WHAT THE TASK ASKS: Copy out the lines from the one containing "tuft, each point like" through the last line, leaving everything else unchanged. Multiply each answer coordinate by 1.6 and round it to a whole number, with halves rounded up.

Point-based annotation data
* START *

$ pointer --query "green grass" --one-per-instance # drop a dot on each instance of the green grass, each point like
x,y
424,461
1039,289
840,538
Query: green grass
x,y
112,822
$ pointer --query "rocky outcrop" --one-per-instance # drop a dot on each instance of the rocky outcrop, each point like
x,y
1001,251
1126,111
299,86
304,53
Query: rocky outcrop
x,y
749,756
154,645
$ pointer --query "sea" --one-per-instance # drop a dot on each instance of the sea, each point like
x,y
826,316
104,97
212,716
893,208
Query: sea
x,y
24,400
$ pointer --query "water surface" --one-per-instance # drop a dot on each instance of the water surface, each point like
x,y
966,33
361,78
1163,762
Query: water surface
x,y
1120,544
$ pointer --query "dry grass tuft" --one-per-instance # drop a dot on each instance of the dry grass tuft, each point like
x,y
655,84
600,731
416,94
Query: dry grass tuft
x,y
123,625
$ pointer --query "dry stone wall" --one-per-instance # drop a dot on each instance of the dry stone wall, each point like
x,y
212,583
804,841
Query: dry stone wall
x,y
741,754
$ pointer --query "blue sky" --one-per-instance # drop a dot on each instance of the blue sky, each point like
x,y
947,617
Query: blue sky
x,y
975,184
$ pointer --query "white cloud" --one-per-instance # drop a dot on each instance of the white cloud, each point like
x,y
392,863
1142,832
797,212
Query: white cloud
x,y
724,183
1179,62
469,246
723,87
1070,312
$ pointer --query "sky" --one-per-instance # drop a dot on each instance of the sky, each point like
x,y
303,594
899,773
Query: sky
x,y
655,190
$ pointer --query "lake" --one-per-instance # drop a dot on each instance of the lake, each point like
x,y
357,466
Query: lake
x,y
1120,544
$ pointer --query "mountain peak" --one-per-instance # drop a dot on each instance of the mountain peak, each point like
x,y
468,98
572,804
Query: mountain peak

* END *

WRITTEN RESPONSE:
$ pointer --query "dry grass tuft" --one-per-instance # drop a dot on each instance of the dry grass tuft, each point like
x,y
655,84
600,731
416,94
Query: dry grass tuft
x,y
197,1000
$ pointer --query "dry stone wall" --one-per-instance # drop a dot on each instance of the dry stone wall, each point like
x,y
212,583
804,841
Query: dry stone wall
x,y
1186,1206
$ pointer --query "blue sky" --one-per-instance # drop a dot on each instance of the blue sky, each point like
x,y
947,617
Query: blue sky
x,y
1560,294
$ pointer --query "white cloud" --one-per-instance # drop a dot on each instance of the white cloud, each point like
x,y
392,863
1142,832
797,212
Query: white cloud
x,y
1158,293
1886,99
750,394
1157,139
1712,499
$ pointer --query "sky" --one-per-instance # drop a dot on each instance of the sky, each point like
x,y
303,594
899,773
Query: sky
x,y
1048,304
$ pointer --query "lake" --one-per-instance # drop a dot on each instance of the lake, each point like
x,y
357,466
Query: lake
x,y
1792,870
$ pointer --query "mountain peak" --one-per-instance # drop a dot on each instance of the mountain peak, each point like
x,y
468,98
572,804
Query: mountain peak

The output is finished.